> SUPPLIED INFORMATION
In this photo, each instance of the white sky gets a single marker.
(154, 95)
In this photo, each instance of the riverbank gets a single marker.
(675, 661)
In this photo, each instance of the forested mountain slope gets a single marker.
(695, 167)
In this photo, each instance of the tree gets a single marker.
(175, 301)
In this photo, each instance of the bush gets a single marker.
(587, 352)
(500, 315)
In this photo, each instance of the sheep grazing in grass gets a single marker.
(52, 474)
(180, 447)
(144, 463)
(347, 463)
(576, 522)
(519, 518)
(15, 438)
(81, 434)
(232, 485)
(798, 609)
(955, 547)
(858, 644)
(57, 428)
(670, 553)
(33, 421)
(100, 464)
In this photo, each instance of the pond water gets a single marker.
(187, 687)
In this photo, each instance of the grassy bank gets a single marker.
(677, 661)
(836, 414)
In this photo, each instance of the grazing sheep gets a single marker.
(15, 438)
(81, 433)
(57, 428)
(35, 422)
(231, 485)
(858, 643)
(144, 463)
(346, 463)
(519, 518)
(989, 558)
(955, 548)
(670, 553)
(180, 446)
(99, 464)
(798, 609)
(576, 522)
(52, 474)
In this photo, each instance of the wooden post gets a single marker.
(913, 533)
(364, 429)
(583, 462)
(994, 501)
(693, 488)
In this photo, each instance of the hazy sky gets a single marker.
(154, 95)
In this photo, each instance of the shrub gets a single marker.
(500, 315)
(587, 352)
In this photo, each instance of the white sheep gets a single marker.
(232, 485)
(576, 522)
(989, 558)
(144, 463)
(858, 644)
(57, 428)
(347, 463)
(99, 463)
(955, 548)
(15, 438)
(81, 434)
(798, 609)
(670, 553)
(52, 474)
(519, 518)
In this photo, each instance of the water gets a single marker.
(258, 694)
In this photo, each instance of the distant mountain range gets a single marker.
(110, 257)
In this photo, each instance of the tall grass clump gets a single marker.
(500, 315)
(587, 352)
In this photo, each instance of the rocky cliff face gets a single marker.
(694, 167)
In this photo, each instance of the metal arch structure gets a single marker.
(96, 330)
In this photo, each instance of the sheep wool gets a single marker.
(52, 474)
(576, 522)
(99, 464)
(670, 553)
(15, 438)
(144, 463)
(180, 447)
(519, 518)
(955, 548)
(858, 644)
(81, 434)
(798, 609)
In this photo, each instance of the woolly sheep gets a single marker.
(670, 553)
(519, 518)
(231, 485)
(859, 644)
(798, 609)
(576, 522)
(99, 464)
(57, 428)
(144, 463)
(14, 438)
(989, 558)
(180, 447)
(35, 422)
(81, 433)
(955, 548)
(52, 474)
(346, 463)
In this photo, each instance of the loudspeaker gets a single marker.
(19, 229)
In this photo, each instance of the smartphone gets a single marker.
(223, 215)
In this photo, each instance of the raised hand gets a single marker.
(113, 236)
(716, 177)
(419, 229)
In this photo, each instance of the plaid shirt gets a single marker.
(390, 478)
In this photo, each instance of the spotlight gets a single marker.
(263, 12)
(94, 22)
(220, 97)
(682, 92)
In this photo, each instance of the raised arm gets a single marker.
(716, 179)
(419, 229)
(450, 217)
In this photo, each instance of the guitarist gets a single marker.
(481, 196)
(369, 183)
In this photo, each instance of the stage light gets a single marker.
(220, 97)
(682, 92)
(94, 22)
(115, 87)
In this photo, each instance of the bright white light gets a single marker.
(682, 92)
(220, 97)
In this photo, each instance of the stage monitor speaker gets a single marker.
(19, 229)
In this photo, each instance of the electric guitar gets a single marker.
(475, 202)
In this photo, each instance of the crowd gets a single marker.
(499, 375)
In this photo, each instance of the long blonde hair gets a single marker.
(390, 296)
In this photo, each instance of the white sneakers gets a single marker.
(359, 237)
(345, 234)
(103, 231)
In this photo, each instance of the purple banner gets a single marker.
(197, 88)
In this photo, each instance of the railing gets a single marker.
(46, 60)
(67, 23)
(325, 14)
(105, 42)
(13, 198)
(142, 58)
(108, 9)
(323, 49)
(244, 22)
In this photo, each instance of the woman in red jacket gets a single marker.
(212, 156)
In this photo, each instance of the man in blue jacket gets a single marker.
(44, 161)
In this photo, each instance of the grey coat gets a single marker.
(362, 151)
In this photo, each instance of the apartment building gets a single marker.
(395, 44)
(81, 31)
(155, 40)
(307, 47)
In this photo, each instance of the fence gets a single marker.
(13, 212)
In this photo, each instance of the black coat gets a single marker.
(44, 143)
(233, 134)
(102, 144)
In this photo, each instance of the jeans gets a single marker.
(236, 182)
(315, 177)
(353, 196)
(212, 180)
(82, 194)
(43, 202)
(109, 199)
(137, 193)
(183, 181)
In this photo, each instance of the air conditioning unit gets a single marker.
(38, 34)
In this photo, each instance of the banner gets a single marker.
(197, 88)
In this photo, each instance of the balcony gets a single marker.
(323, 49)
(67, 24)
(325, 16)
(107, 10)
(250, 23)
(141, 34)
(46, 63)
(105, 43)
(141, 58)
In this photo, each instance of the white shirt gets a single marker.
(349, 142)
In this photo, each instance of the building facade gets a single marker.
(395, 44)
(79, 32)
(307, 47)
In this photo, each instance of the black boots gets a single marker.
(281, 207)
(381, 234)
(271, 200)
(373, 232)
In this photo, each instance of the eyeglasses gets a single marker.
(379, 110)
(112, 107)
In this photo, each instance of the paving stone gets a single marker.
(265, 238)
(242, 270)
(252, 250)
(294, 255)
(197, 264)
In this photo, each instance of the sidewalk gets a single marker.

> PROBLEM REQUIREMENTS
Could you copy out all of the records above exactly?

> ANSWER
In this photo, each instance of the white sky gets a single marker.
(154, 95)
In this photo, each instance of the riverbank gets a single marker.
(675, 661)
In this photo, each instance of the forested mountain slope gets a single marker.
(695, 167)
In this photo, each instance of the tree gets a single marker.
(175, 301)
In this photo, each instance of the bush gets a single marker.
(587, 352)
(500, 315)
In this photo, each instance of the sheep grazing in grass gets a single marker.
(52, 474)
(180, 447)
(144, 463)
(347, 463)
(576, 522)
(519, 518)
(15, 438)
(81, 434)
(232, 485)
(798, 609)
(955, 547)
(858, 644)
(57, 428)
(670, 553)
(33, 421)
(100, 464)
In this photo, each instance of the pond water gets a single marker.
(187, 687)
In this photo, each instance of the grassy bank gets a single marker.
(677, 661)
(836, 414)
In this photo, each instance of the grazing sheep gets a single marker.
(15, 438)
(81, 433)
(57, 428)
(35, 422)
(231, 485)
(858, 643)
(144, 463)
(346, 463)
(519, 518)
(989, 558)
(955, 548)
(670, 553)
(180, 446)
(99, 464)
(798, 609)
(576, 522)
(52, 474)
In this photo, each instance of the wooden post gets a single marker.
(913, 533)
(364, 429)
(583, 462)
(994, 501)
(693, 488)
In this photo, each instance of the hazy sky gets a single marker.
(154, 95)
In this photo, each instance of the shrub gets a single marker.
(500, 315)
(587, 352)
In this photo, each instance of the white sheep gets a single marker.
(232, 485)
(576, 522)
(989, 558)
(144, 463)
(858, 644)
(57, 428)
(347, 463)
(99, 463)
(955, 548)
(15, 438)
(81, 434)
(798, 609)
(670, 553)
(52, 474)
(519, 518)
In this photo, each instance of the water gets a single marker.
(258, 694)
In this photo, each instance of the distant mountain range gets a single marker.
(110, 257)
In this photo, each instance of the tall grass clump gets a single marker.
(500, 315)
(587, 352)
In this photo, each instance of the rocky cliff face gets a single marker.
(694, 167)
In this photo, each instance of the metal arch structure gets a single marker.
(96, 330)
In this photo, each instance of the sheep wool gets a single marker.
(52, 474)
(576, 522)
(99, 464)
(670, 553)
(15, 438)
(144, 463)
(180, 447)
(519, 518)
(955, 548)
(858, 644)
(81, 434)
(798, 609)
In this photo, each instance of the woolly sheep gets a single marker.
(670, 553)
(519, 518)
(231, 485)
(859, 644)
(798, 609)
(576, 522)
(99, 464)
(57, 428)
(144, 463)
(14, 438)
(989, 558)
(180, 447)
(35, 422)
(81, 433)
(955, 548)
(52, 474)
(346, 463)
In this photo, each instance of the loudspeaker gets a single marker.
(19, 229)
In this photo, each instance of the smartphone gets a single marker.
(223, 215)
In this photo, each instance of the raised hand gets a single marker.
(113, 236)
(716, 177)
(419, 229)
In this photo, each instance of the plaid shirt gets a single marker.
(390, 478)
In this photo, each instance of the spotlight gets a single marker.
(263, 12)
(94, 22)
(220, 97)
(682, 92)
In this photo, each instance of the raised arm gets a single marker.
(716, 179)
(419, 229)
(450, 217)
In this photo, each instance of the guitarist gets a single marker.
(481, 196)
(369, 183)
In this photo, each instance of the stage light gets a single marker.
(220, 97)
(682, 92)
(94, 22)
(115, 87)
In this photo, each instance of the bright white light gets a single marker.
(682, 92)
(220, 97)
In this photo, each instance of the stage monitor speaker gets a single marker.
(19, 229)
In this photo, each instance of the electric guitar gets a single marker.
(475, 202)
In this photo, each instance of the crowd gets a single marker.
(499, 375)
In this photo, each instance of the long blonde hair gets a single marker.
(390, 296)
In this photo, each instance of the white sneakers gets a single marker.
(359, 237)
(345, 234)
(103, 231)
In this photo, each instance of the purple banner gets a single marker.
(197, 88)
In this photo, each instance of the railing gets a single marker.
(46, 60)
(67, 23)
(325, 14)
(105, 42)
(13, 198)
(142, 58)
(108, 9)
(323, 49)
(244, 22)
In this photo, each instance of the woman in red jacket gets a single marker.
(212, 156)
In this photo, each instance of the man in blue jacket gets a single marker.
(44, 161)
In this photo, each instance of the grey coat gets a single marker.
(362, 151)
In this photo, each instance of the apartment building gets a single marker.
(395, 44)
(81, 31)
(155, 40)
(307, 47)
In this photo, each instance of the fence gets a single marker.
(13, 212)
In this photo, each instance of the black coat gets a single marker.
(44, 143)
(233, 134)
(102, 144)
In this photo, each instance of the jeans gets a single marker.
(236, 182)
(315, 177)
(353, 196)
(212, 180)
(82, 194)
(43, 202)
(109, 199)
(137, 193)
(183, 181)
In this photo, each instance of the air conditioning unit gets a single marker.
(38, 34)
In this photo, each instance of the banner gets a single marker.
(197, 88)
In this photo, each instance of the balcony gets a single marker.
(323, 49)
(67, 24)
(325, 16)
(107, 10)
(250, 23)
(141, 34)
(46, 63)
(105, 43)
(141, 58)
In this photo, each instance of the white shirt gets a single marker.
(349, 142)
In this photo, each instance of the building facade gets a single marker.
(395, 44)
(79, 32)
(307, 47)
In this photo, each instance of the black boots gets a single marker.
(281, 207)
(381, 234)
(271, 200)
(373, 232)
In this photo, each instance of the eyeglasses gets a single marker.
(379, 110)
(112, 107)
In this photo, each instance of the paving stone gets a single marker.
(265, 238)
(242, 270)
(252, 250)
(294, 255)
(197, 264)
In this photo, each instance of the sidewalk gets a single marker.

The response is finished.